> [TRY IT]:
When counting, include every line of the data that holds "candle", then state the total alone.

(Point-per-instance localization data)
◆ ◆ ◆ ◆
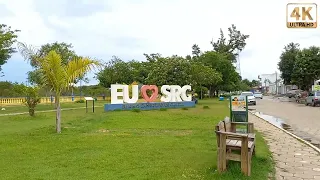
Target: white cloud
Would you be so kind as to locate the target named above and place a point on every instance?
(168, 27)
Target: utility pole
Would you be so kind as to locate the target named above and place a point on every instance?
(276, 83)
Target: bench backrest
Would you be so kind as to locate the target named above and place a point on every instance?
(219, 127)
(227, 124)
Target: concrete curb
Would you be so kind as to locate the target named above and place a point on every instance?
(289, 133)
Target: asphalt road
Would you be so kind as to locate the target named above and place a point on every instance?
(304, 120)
◆ ◆ ◆ ◆
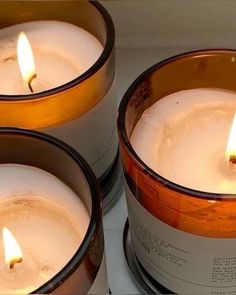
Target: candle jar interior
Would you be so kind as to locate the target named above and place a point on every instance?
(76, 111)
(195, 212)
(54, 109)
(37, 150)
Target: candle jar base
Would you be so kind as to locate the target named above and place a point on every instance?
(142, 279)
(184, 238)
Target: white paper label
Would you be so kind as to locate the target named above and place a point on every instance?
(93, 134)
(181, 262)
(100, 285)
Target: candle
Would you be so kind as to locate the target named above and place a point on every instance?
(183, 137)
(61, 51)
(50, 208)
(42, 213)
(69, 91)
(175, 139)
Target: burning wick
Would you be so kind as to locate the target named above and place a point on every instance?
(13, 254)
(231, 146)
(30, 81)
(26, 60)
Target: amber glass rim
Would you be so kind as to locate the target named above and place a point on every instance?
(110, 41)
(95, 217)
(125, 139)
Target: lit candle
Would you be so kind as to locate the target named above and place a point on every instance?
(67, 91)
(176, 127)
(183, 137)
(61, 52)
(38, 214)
◆ ◆ ◆ ◆
> [ANSWER TO THE EXERCISE]:
4